> [Aim of the exercise]
Could you rewrite the stretch of the Hong Kong tax passage from "Under personal assessment, single" through "to each couple.", renaming "single taxpayers" as "unmarried taxpayers"?

> [Selected extract]
::::::
As of June 2011, the government has yet to work
out the details of this proposal however.
Other
recent tax cuts include the following:
-
The
Revenue Bill 2006 extended the limit for deduction
for home loan interest from seven to 10 years,
subject to the maximum annual deduction of
HKD100,000.
-
The
Revenue (No.2) Bill 2007 provided additional
personal tax relief in the 2007-08 year: an
increased child allowance under salaries tax
from HKD40,000 to HKD50,000 for each child;
an additional child allowance of HKD50,000
in the year of assessment in which the child
was born; and an increased maximum salaries
tax deduction for self-education expenses
from HKD40,000 to HKD60,000.
- Salaries
Tax was cut from 16% to 15% in 2008/9 as a result
of Hong Kong Special Administrative Region (HKSAR)
Chief Executive, Donald Tsang's Policy Address
to the Legislative Council in October 2007.
He also announced a cut in profits
taxes for 2008-09.
Tsang
also proposed in the 2007 Policy Address to:
-
Waive rates (property taxes) for the first
two quarters of 2009-10, subject to a ceiling
of HKD1,500 (HKD193) per quarter for each
rateable tenement;
-
Introduce a 20% rental reduction for most
government properties and short-term tenancies
of government land for three months which
will benefit more than 17,000 tenants; and
-
Extend the freeze on government fees and charges
related to people's livelihood until March
31, 2010.
The
Salaries Tax Concession
The
following explains the process for claiming the
75% salaries tax reduction announced in the 2010/11
budget:
Individuals
having business profits or rental income, if
eligible, can enjoy the reduction by electing
personal assessment. These taxpayers can make
the election to make a personal assessment when
completing their 2009/10 tax returns. Individuals
having salaries income only, but no business
profits and rental income, are not required
to elect personal assessment.
Under
the salaries tax reduction scheme, the ceiling
of HKD6,000 per case is applied on an individual
taxpayer basis. For couples electing to be jointly
assessed, the ceiling is applied on each couple.
Under personal assessment, single taxpayers
will each be subject to the ceiling. Married
couples must make their personal assessment
election together and the ceiling will therefore
apply to each couple.
According
to the Hong Kong Inland Revenue Department,
the tax reduction will be reflected
in the tax bill for the coming year.
Taxpayers must file their tax returns
as usual. The Hong Kong IRS began issuing
tax returns in May 2010. Taxpayers need
not make any application to obtain the
reduction. Most taxpayers will receive
their tax bills, with the reduction
duly reflected, starting from the third
quarter in 2010. As in previous years,
salaries tax will generally fall due
in January 2011.
The
one-off reduction will only apply to
the 2009/10 final tax, but not to the
provisional tax of the same year. For
most taxpayers, the second installment
of their 2009/10 provisional tax will
fall due in April 2010, which should
be paid on time despite the proposed
reduction. The provisional tax paid
will, in accordance with the Inland
Revenue Ordinance, be applied in payment
of the final tax for 2009/10 and provisional
tax for 2010/11. Excess balance, if
any, will be refunded.
::::::
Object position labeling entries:
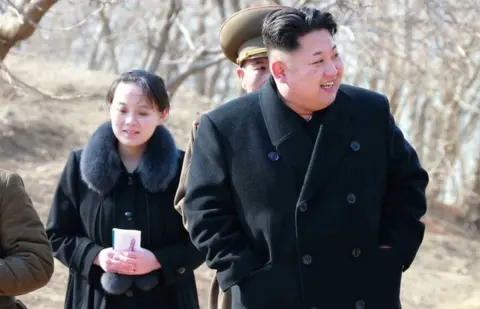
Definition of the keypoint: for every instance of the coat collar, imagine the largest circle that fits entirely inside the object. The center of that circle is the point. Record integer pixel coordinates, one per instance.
(292, 144)
(101, 166)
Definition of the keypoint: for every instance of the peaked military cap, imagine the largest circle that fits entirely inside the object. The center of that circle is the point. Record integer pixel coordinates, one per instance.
(241, 34)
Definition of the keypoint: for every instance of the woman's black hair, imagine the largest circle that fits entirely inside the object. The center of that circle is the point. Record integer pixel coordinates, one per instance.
(152, 85)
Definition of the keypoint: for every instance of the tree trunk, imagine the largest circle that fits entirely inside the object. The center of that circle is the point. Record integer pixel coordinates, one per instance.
(14, 28)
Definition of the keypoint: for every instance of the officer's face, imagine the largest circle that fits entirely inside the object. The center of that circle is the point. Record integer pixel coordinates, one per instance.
(311, 75)
(253, 73)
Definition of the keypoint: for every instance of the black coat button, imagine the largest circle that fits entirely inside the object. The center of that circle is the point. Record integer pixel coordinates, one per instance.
(351, 198)
(303, 207)
(355, 146)
(273, 156)
(359, 304)
(181, 270)
(307, 259)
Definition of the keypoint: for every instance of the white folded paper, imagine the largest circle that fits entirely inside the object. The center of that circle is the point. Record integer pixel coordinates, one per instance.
(126, 240)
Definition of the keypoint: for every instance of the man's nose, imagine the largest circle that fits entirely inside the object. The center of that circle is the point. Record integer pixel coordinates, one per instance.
(331, 69)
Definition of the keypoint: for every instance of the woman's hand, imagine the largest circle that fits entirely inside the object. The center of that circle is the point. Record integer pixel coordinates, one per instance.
(113, 262)
(142, 261)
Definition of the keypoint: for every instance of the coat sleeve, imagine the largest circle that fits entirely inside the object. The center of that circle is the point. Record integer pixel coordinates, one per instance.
(405, 200)
(65, 230)
(26, 263)
(213, 222)
(182, 186)
(178, 260)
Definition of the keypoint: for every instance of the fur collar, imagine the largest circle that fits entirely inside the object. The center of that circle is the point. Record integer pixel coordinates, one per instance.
(101, 166)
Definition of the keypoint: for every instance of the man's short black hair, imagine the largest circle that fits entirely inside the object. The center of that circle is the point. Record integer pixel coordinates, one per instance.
(282, 28)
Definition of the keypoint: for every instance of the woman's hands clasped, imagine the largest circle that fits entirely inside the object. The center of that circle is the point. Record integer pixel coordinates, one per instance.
(138, 262)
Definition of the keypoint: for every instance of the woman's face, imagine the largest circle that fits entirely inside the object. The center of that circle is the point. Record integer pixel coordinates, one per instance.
(134, 118)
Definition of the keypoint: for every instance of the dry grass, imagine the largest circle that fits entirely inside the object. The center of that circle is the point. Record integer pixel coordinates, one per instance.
(37, 135)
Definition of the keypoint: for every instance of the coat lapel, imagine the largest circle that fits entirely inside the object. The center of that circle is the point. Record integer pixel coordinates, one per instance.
(333, 142)
(285, 131)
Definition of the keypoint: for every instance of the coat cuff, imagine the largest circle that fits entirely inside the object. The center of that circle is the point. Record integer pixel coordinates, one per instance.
(171, 269)
(240, 268)
(406, 240)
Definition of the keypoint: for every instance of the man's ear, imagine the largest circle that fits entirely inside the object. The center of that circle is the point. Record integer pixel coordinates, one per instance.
(278, 70)
(240, 73)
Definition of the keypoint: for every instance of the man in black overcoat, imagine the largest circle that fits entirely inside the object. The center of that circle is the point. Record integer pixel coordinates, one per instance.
(305, 193)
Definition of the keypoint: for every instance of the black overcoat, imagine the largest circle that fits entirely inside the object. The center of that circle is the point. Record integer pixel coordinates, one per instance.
(280, 241)
(95, 194)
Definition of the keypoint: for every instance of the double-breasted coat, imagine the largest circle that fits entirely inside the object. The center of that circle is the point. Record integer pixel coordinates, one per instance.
(95, 194)
(293, 222)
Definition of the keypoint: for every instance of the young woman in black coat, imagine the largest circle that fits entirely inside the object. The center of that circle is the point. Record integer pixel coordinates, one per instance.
(125, 177)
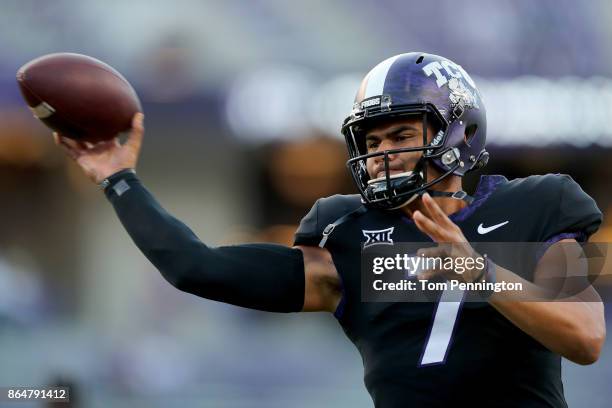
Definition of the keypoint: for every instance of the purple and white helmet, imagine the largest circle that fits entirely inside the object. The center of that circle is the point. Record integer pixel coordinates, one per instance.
(442, 94)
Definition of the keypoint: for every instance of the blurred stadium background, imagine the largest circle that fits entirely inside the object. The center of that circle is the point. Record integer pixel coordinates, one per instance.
(243, 103)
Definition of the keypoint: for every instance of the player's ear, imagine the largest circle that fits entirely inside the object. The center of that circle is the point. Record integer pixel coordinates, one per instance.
(470, 131)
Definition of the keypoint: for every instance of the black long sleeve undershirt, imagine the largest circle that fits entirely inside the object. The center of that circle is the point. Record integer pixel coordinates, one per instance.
(266, 277)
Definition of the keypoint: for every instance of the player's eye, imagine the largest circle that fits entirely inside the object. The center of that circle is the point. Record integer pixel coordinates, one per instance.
(401, 138)
(372, 145)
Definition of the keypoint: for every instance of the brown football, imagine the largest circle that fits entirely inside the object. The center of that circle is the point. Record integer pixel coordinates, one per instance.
(78, 96)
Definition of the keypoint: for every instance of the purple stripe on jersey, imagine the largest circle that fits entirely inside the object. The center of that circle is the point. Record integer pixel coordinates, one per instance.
(578, 236)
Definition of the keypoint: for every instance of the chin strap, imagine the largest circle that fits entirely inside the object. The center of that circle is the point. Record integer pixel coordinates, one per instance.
(457, 195)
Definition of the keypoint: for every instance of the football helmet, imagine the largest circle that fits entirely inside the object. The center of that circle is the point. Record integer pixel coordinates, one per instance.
(438, 91)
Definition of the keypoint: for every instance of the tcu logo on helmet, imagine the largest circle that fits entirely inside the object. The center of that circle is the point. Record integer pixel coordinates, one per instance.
(451, 70)
(378, 237)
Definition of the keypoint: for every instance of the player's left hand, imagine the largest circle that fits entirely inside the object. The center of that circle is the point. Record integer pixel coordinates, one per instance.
(451, 242)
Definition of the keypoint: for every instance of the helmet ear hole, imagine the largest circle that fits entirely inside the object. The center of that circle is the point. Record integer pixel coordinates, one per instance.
(470, 131)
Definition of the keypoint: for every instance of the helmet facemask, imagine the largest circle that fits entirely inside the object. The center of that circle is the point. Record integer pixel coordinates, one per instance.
(392, 191)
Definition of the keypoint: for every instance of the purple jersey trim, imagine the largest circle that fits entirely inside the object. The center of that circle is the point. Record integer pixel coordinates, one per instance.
(578, 236)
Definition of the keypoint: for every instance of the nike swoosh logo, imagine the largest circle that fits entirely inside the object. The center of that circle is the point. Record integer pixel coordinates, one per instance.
(485, 230)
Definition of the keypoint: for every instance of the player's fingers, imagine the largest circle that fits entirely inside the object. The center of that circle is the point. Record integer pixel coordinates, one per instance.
(136, 135)
(72, 151)
(427, 226)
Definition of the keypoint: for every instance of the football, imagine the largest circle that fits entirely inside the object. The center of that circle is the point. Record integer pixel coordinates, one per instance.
(78, 96)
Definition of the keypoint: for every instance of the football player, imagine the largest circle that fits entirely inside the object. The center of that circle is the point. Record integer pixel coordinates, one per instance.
(417, 126)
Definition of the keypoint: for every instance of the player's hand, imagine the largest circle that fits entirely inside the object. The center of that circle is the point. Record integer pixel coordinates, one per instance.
(451, 242)
(106, 158)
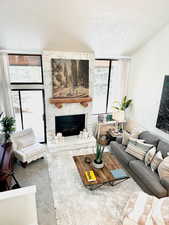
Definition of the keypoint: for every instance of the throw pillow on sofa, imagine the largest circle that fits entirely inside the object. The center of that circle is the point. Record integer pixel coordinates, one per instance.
(157, 159)
(163, 169)
(137, 148)
(126, 136)
(149, 156)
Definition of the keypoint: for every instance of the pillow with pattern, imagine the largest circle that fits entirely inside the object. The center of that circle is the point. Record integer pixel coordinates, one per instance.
(149, 156)
(157, 159)
(137, 148)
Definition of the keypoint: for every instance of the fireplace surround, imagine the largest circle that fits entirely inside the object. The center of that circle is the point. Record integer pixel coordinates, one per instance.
(69, 125)
(68, 108)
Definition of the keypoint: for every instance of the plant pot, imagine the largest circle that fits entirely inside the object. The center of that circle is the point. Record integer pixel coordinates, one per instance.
(98, 165)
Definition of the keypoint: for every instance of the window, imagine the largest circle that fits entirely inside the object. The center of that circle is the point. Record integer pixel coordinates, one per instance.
(28, 113)
(104, 85)
(28, 93)
(25, 69)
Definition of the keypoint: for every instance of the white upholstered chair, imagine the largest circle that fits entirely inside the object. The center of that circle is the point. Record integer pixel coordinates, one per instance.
(26, 148)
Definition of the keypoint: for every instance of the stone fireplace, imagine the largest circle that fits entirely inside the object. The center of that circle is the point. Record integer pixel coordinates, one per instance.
(69, 125)
(67, 109)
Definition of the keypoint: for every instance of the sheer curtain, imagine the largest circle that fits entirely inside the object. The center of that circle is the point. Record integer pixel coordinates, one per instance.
(118, 81)
(5, 92)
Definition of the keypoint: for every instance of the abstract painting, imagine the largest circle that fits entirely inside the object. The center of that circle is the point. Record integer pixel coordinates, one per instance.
(163, 115)
(70, 78)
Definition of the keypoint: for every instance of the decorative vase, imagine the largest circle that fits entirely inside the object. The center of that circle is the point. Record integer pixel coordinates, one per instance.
(98, 165)
(118, 115)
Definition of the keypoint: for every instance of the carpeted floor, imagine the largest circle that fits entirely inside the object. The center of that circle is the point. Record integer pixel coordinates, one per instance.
(36, 173)
(76, 205)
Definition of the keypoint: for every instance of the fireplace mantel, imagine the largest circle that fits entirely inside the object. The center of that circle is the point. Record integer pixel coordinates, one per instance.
(58, 102)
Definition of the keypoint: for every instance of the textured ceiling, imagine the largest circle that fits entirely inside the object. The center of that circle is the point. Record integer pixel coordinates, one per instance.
(109, 28)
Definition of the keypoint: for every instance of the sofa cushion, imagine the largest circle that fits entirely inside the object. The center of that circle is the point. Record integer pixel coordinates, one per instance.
(157, 159)
(149, 178)
(126, 137)
(119, 151)
(137, 149)
(163, 147)
(149, 138)
(163, 169)
(146, 210)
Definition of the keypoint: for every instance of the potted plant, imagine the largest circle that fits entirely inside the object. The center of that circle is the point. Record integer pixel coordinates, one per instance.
(8, 127)
(119, 109)
(98, 163)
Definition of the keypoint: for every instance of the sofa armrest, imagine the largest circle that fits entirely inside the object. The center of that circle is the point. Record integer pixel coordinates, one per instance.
(165, 182)
(119, 140)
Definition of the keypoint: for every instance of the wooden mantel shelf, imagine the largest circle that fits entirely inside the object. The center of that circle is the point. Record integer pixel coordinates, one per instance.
(58, 102)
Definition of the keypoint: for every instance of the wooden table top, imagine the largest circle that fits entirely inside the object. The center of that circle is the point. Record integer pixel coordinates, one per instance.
(102, 175)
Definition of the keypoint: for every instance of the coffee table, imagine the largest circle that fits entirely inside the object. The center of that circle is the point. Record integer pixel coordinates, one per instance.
(103, 176)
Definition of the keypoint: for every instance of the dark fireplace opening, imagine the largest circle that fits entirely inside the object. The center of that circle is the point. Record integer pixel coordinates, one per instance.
(69, 125)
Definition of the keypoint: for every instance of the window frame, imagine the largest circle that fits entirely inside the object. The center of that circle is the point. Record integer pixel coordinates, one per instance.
(31, 83)
(108, 83)
(20, 104)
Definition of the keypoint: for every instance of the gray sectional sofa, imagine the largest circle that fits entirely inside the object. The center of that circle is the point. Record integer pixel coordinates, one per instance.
(149, 181)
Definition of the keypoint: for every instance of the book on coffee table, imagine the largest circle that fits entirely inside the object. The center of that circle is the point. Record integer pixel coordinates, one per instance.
(90, 175)
(119, 174)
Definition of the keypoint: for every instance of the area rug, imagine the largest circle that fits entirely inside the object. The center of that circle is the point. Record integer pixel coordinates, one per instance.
(75, 204)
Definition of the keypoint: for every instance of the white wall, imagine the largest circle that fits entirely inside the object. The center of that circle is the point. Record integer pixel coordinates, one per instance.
::::::
> [Solution to this problem]
Under personal assessment, unmarried taxpayers
will each be subject to the ceiling. Married
couples must make their personal assessment
election together and the ceiling will therefore
apply to each couple.